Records
⟨

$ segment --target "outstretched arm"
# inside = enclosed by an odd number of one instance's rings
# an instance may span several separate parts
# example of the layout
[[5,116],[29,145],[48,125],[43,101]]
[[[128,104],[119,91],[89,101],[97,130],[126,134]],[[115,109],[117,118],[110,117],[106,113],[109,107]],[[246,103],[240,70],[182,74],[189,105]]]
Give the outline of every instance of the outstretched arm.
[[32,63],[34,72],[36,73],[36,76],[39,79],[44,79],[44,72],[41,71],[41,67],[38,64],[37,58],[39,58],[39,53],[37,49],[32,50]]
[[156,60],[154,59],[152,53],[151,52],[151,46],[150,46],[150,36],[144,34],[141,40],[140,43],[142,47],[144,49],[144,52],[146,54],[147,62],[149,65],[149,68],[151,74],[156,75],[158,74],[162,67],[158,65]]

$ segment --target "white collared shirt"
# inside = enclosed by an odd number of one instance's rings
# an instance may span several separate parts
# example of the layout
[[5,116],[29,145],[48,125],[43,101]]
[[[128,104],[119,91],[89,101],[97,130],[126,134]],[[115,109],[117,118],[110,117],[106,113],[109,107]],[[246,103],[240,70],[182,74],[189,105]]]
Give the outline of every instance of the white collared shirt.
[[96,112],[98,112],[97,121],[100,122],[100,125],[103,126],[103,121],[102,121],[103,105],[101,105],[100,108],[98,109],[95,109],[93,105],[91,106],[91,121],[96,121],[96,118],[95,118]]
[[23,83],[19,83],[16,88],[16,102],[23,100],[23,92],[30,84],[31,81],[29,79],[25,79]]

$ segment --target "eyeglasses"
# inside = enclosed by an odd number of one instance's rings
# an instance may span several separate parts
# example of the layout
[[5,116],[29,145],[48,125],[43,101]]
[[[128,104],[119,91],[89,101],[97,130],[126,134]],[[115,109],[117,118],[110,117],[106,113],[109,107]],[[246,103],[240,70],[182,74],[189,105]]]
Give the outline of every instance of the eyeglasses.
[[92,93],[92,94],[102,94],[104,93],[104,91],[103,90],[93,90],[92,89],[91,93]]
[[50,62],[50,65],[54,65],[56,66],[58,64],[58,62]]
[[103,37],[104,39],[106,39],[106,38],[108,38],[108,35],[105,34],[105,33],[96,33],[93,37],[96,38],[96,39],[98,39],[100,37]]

⟩

» PROBLEM TO WORK ON
Tally the lines of the data above that contain the word "white". Reply with the number alone.

» REPLY
2